Short problem A
Answer these questions about the piece dated March 12th 2021, using only what it states:
(i) In the first paragraph, what did the words have that lifted the speaker up?
(ii) In the second paragraph, what were the people who sailed across the ocean seeking refuge from?
(iii) In the last paragraph, what does the speaker say is crying?

March 12th 2021

You followed your heart and thereby touched mine. Using words and courage. Your words reached to me. Full of courage that led me ahead. Your words had wings and lifted me up, leaving oppression and violence behind. Your words. Embodying your soul and pain, your spirit to fight and the determination to soar. Your wings were ready for take off and you offered your shoulders to carry us with you. To empower future generations, up and onwards.

And I. At the end of the world. Where no-one planned to live. They sailed across the ocean seeking refuge from their own sins— escaping oppression. Only to find more cold, but a land to call home. And later, to become the oppressors and thieves themselves. 

And that is how we forget, oh so quickly, where we come from and who we are. Dismissing those who seek asylum. Sending them back to the violence and terror. My heart is crying. I am they and they are I.

Task input
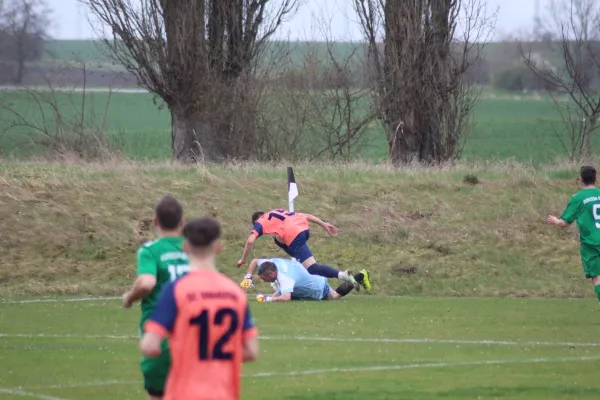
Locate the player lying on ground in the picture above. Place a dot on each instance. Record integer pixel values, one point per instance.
(248, 283)
(209, 324)
(291, 233)
(158, 262)
(293, 282)
(584, 207)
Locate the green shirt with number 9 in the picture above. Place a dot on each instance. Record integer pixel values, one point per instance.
(584, 207)
(165, 259)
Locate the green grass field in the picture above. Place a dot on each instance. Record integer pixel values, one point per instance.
(358, 348)
(504, 128)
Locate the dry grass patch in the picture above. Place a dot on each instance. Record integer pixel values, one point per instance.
(74, 228)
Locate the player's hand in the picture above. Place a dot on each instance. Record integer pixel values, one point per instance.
(332, 230)
(261, 298)
(126, 302)
(247, 282)
(552, 220)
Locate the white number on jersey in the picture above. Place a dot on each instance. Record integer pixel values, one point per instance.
(177, 271)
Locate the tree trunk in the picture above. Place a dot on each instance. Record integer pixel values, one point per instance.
(404, 141)
(193, 138)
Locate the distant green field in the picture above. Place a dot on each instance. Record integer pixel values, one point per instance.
(504, 128)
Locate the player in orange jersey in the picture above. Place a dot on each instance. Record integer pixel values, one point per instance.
(208, 321)
(291, 233)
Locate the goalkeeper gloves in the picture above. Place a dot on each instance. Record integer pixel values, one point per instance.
(261, 298)
(247, 282)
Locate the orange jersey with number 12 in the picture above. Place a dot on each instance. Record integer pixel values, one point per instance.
(207, 318)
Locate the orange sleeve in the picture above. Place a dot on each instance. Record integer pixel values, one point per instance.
(151, 326)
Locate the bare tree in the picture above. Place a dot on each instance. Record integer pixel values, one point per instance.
(421, 88)
(198, 56)
(571, 65)
(23, 30)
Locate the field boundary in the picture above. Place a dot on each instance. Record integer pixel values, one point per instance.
(479, 342)
(18, 392)
(111, 298)
(366, 368)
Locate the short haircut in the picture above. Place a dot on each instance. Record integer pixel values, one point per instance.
(169, 212)
(266, 267)
(202, 232)
(588, 175)
(256, 216)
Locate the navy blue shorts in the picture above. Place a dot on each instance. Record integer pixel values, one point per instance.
(298, 248)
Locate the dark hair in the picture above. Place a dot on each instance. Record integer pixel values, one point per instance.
(588, 175)
(256, 216)
(169, 212)
(266, 267)
(202, 232)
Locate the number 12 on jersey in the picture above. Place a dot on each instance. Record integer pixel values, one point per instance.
(223, 316)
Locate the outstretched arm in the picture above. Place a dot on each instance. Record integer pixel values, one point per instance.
(552, 220)
(247, 249)
(282, 297)
(332, 230)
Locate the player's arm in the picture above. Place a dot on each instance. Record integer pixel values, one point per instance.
(282, 297)
(552, 220)
(570, 214)
(250, 338)
(247, 282)
(332, 230)
(286, 287)
(161, 322)
(146, 279)
(255, 234)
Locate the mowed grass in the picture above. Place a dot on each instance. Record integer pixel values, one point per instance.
(503, 128)
(358, 348)
(73, 229)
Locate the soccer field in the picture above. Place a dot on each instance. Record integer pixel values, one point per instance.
(366, 347)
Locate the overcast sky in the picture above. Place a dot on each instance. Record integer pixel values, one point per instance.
(70, 21)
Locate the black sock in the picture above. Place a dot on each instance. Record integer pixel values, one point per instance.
(323, 270)
(344, 288)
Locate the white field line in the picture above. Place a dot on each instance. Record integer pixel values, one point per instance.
(373, 368)
(107, 298)
(19, 392)
(59, 300)
(485, 342)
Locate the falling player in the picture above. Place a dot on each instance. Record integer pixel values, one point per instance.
(584, 207)
(293, 282)
(158, 263)
(209, 324)
(291, 233)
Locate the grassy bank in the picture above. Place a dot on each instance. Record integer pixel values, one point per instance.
(73, 229)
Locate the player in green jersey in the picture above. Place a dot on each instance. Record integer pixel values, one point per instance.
(158, 262)
(584, 207)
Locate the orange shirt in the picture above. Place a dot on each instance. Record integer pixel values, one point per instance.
(207, 318)
(281, 223)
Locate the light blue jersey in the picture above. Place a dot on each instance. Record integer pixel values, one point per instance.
(293, 278)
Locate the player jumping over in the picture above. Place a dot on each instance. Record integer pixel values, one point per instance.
(584, 207)
(291, 233)
(158, 263)
(209, 324)
(293, 282)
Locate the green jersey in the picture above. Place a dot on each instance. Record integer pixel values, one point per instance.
(584, 207)
(164, 258)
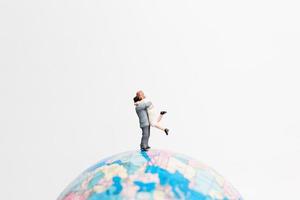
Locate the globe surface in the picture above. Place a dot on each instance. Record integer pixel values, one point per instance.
(154, 174)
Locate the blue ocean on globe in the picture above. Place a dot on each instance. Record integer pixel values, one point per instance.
(155, 174)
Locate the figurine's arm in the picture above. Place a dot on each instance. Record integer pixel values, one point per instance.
(143, 105)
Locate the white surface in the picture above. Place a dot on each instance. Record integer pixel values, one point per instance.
(226, 71)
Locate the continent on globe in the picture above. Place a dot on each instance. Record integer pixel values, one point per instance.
(154, 174)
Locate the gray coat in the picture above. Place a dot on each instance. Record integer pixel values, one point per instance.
(141, 111)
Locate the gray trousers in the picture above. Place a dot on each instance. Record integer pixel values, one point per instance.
(145, 137)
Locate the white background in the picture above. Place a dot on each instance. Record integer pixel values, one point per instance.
(227, 72)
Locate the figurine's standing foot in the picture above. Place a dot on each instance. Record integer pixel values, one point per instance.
(167, 131)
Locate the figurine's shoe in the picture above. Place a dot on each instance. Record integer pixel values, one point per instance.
(163, 112)
(167, 131)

Short problem B
Select every line of the records that contains the word "shirt".

Output A
(i) Wings.
(ii) Their own sins.
(iii) The speaker's heart.

Output B
Locate the green shirt with number 9 in the picture above. Place a dot on each instance. Record integer pixel values, one point per instance.
Locate the orange shirt in the picture above. Place a dot on each instance. Record integer pixel values, one point per instance.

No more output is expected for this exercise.